Exercise input START

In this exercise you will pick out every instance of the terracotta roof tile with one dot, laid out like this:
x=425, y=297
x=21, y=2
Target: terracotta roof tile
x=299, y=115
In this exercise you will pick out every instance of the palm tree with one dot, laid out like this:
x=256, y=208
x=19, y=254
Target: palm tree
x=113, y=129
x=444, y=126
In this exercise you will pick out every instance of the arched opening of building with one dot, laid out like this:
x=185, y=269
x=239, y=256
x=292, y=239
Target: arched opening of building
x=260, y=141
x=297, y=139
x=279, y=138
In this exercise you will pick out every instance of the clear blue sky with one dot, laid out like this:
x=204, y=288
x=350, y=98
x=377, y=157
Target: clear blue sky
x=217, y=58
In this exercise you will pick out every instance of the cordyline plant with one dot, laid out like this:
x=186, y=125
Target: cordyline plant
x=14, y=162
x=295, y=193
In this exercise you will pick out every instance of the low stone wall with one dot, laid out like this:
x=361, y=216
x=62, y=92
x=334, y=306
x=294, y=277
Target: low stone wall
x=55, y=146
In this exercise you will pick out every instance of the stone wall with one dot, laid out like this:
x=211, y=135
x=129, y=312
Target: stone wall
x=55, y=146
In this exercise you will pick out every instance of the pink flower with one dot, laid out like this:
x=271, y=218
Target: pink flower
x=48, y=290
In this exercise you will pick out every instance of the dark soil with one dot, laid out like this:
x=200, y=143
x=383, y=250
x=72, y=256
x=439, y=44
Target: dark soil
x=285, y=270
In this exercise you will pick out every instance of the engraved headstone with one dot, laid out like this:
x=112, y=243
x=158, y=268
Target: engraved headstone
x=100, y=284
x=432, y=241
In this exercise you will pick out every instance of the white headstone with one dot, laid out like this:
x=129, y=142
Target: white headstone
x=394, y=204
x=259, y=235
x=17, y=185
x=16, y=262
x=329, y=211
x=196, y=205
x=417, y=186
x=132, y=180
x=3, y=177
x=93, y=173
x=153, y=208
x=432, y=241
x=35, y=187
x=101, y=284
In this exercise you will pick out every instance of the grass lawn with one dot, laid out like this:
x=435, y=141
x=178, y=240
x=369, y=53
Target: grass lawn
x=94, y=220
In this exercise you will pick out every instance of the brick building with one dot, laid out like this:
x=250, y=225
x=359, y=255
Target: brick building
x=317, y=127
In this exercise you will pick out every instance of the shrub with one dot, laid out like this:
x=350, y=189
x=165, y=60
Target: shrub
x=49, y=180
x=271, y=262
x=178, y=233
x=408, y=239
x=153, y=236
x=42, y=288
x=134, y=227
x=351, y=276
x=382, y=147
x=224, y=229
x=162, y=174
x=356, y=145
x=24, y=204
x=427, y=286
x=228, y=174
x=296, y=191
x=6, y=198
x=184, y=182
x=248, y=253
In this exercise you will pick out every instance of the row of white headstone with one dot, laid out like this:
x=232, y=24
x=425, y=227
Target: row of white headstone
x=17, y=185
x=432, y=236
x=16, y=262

Exercise input END

* [Exercise goal] Could every entry be given again exactly, with no line skipped?

* [Answer space]
In this exercise you will pick out every instance of the terracotta roof tile with one dot, laid out like this:
x=425, y=297
x=21, y=2
Target: terracotta roof tile
x=299, y=115
In this exercise you will pick out every instance of the palm tree with one dot, laid out like this:
x=256, y=208
x=19, y=254
Target: palm tree
x=113, y=129
x=444, y=126
In this exercise you will pick out every instance of the arched opening of building with one dot, laid out like this:
x=185, y=269
x=239, y=256
x=292, y=239
Target: arched opening of building
x=260, y=141
x=297, y=139
x=279, y=138
In this exercise you will pick out every instance of the clear blue sky with one dot, laid out like this:
x=204, y=288
x=350, y=98
x=377, y=157
Target: clear blue sky
x=217, y=58
In this exercise you will pick out every instance of the cordyline plant with one dot, laid out like this:
x=186, y=125
Target: cordyline plant
x=14, y=162
x=295, y=193
In this exercise you will pick out every instance of the low stone wall with one dot, laid out like this:
x=361, y=216
x=62, y=92
x=334, y=306
x=294, y=277
Target: low stone wall
x=55, y=146
In this exercise you will pick out every instance of the stone wall with one dot, laid out like this:
x=211, y=135
x=129, y=312
Target: stone wall
x=55, y=146
In this exercise you will pick out every instance of the pink flower with one dot, laid out like this:
x=271, y=218
Target: pink flower
x=48, y=290
In this exercise you will pick out every instance of the dark soil with one dot, laid out like this:
x=200, y=143
x=383, y=250
x=72, y=256
x=439, y=44
Target: dark soil
x=285, y=270
In this exercise you will pick out every instance of the engraved headstone with one dot, laid out like this:
x=112, y=243
x=158, y=268
Target: engraved headstone
x=100, y=284
x=432, y=241
In this exercise you will pick out every instance of the white headstone with one dot, laid out like this:
x=129, y=142
Target: white headstone
x=394, y=204
x=259, y=235
x=17, y=185
x=16, y=262
x=329, y=211
x=196, y=205
x=417, y=186
x=132, y=180
x=3, y=177
x=93, y=173
x=153, y=208
x=432, y=241
x=35, y=187
x=101, y=284
In this exercise you will pick out every instance of the grass lawn with one dot, laid out like this:
x=435, y=141
x=178, y=240
x=369, y=53
Target: grass lawn
x=94, y=220
In this exercise you will pick out every instance of the brick building with one dot, laid out like this:
x=250, y=225
x=359, y=255
Target: brick building
x=317, y=127
In this exercise you will pick out every instance of the shrub with one dot, laid out like this:
x=350, y=189
x=165, y=60
Target: shrub
x=49, y=180
x=271, y=262
x=178, y=233
x=408, y=239
x=153, y=236
x=42, y=288
x=134, y=227
x=351, y=276
x=382, y=147
x=224, y=229
x=162, y=174
x=356, y=145
x=24, y=204
x=427, y=286
x=228, y=174
x=296, y=191
x=6, y=198
x=184, y=182
x=248, y=253
In this exercise you will pick out every instance of the row of white headstone with one dot, laid out like this:
x=232, y=24
x=425, y=227
Target: row of white headstone
x=17, y=185
x=432, y=236
x=16, y=262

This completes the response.